Exercise:
Write only the number of lines in the entries below that contain the string "Outline".

Dataset:
• • • •
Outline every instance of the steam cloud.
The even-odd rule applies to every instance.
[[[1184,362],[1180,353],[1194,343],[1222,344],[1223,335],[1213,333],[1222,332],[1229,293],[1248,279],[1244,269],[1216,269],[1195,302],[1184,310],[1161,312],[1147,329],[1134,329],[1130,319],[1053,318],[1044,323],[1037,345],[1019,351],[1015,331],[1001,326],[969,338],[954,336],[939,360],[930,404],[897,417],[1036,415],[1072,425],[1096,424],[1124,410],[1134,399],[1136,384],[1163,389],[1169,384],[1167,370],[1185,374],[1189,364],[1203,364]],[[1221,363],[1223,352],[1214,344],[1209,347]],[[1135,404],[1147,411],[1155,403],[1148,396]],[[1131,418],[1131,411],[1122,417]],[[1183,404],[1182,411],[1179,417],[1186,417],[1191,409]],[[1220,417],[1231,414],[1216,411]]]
• • • •
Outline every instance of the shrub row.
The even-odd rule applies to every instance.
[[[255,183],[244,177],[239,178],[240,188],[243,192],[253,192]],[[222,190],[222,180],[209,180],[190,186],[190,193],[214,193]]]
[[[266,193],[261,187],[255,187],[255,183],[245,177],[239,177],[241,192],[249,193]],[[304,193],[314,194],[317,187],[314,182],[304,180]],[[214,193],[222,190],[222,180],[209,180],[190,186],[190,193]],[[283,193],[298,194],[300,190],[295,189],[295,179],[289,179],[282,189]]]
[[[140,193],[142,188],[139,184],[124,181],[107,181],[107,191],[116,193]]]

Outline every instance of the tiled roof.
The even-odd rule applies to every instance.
• • • •
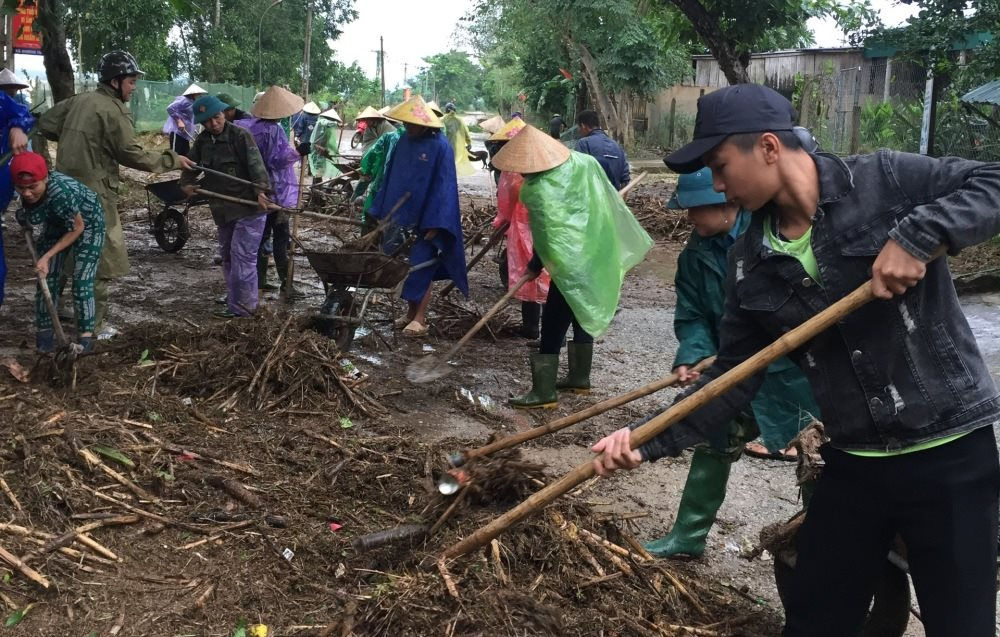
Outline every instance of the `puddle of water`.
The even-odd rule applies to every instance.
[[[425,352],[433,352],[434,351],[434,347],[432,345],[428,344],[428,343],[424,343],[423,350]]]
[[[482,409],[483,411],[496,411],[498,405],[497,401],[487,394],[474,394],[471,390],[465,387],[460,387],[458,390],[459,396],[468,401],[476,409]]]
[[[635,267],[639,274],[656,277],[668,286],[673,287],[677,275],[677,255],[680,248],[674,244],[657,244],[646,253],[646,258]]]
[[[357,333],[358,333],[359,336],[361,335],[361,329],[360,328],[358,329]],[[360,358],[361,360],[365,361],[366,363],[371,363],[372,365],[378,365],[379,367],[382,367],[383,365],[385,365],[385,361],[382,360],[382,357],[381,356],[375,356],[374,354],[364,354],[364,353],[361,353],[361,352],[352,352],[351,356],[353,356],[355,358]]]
• • • •
Solution to this task:
4